▸ **Instructions for the task**:
All of the material below is to be repeated exactly.
— BEGIN Exercise inputs —
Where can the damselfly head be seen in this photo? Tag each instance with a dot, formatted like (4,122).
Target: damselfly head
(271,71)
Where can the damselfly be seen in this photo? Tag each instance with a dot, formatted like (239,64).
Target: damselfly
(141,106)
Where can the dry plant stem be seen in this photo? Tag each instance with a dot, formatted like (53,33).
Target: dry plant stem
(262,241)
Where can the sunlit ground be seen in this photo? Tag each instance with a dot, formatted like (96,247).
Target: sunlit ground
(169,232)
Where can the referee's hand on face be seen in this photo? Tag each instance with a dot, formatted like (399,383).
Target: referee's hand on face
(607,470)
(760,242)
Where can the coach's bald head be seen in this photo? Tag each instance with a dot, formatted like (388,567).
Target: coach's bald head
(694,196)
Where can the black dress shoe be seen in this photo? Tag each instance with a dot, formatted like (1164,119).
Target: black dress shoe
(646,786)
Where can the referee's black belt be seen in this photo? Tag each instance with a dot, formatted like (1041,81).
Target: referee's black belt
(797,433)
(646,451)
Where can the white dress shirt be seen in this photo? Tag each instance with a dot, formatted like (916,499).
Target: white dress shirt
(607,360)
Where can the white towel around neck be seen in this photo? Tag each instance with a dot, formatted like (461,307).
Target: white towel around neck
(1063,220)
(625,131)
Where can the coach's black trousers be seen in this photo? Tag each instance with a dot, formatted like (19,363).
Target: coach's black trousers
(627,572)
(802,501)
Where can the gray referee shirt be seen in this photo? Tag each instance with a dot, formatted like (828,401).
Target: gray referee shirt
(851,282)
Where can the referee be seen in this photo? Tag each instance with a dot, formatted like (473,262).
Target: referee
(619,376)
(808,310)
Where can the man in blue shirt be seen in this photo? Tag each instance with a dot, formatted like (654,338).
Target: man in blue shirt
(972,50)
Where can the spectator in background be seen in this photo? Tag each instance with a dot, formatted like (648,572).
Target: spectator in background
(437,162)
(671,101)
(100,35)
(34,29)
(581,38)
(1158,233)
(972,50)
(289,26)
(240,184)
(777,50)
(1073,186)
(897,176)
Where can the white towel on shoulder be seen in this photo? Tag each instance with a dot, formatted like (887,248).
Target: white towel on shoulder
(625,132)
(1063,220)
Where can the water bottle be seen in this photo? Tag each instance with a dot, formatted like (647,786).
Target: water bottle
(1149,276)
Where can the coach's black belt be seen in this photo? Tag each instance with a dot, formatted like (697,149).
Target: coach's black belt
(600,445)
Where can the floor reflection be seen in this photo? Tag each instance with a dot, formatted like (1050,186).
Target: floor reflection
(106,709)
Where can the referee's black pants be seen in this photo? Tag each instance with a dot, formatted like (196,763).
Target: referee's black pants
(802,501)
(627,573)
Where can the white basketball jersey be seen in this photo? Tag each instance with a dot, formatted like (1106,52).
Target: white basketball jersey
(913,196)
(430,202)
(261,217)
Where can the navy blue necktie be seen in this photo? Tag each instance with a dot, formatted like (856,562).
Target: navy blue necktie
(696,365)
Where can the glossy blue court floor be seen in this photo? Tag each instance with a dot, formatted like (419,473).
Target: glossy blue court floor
— END Exercise inputs —
▸ **Solution to this task**:
Where can the damselfly head be seen in this photo? Tag each instance with a dot, formatted like (4,122).
Target: damselfly head
(271,71)
Where can the damselfly be seen in this photo? Tag each instance with a dot, formatted like (239,64).
Target: damselfly
(141,106)
Where can the dry plant stem be seen in this photo? Tag each instance with a dot, formatted like (53,33).
Target: dry plant stem
(262,241)
Where can the sunlit ground be seen in this photo? Tag each instance with a dot, formatted like (96,247).
Target: sunlit ground
(169,232)
Where can the referee's hand on face be seen in this photo? Tag each instance with a dot, formatted like (399,383).
Target: referee's hand on face
(607,470)
(760,242)
Where can the coach's bald head be seen in this photo? Tag each instance with a dot, formatted like (388,567).
Target: coach's bald head
(694,196)
Where can the black dress shoe be seen in this photo? Tag each instance with a dot, formatted like (1164,119).
Target: black dress shoe
(646,786)
Where can the referee's black belt be seen in this photo? Tag each instance with a dot, formatted like (1041,81).
Target: referee's black belt
(797,433)
(646,451)
Where can the white dress shirt be seen in this photo? Tag each instance with a dot, formatted like (916,499).
Target: white dress shirt
(607,360)
Where can the white towel around neck be seen in this photo? Tag each instance with a dot, formatted like (461,307).
Target: white towel around neck
(1063,220)
(625,131)
Where can the coach's black trousers be seen in this photo? Tag each instance with a dot, formatted like (19,363).
Target: coach's black trousers
(627,572)
(802,501)
Where can the gray referee shirt be seen in this photo? Tag each instance with a dot, formatted like (828,401).
Target: gray referee shirt
(851,282)
Where can the referee be seen in this photo? Tag each instance with a dot, formatted like (473,262).
Target: referee
(619,376)
(808,310)
Where can the man in blue shirt be seen in this photo? Tag each instance with a dot, formatted like (654,338).
Target: man in blue shirt
(972,50)
Where can the spectator in background be seen in this photo? Tag each instance with a dot, formatted like (648,572).
Target: spectator in background
(437,162)
(671,101)
(100,35)
(34,29)
(581,38)
(1158,233)
(972,50)
(289,26)
(240,184)
(777,50)
(1073,186)
(897,176)
Where can the white towel on shoulder be seen in this photo? Tag each instance with a dot, formatted like (887,248).
Target: white towel on shoulder
(625,132)
(1063,220)
Where can the water bottle be seen in this photo? Tag each instance with a dot, formatted like (647,786).
Target: water bottle
(1149,276)
Where can the coach's black belt be seen in this photo? Tag each instance with a dot, formatted like (697,149).
Target: coach's black belt
(600,445)
Where can the floor reflection be seen in this photo? Tag each instance with a dot, formatted like (1050,186).
Target: floor reflection
(106,709)
Where can the referee's black pants be seen in this photo? Tag each instance with a dot, formatted like (196,763).
Target: referee's black pants
(802,501)
(627,573)
Where can the white basketball jersey be seen in this photo? Tag each instance with a dot, formatted like (1106,52).
Target: white basketball jersey
(913,196)
(430,202)
(261,217)
Where can the navy blue necktie be seen in this photo? Tag each instance with a dot, formatted like (856,562).
Target: navy blue necktie
(696,365)
Where can the glossy blue court floor be seen in this photo? Tag each instance with a dot, formatted like (419,473).
Target: glossy blue court floor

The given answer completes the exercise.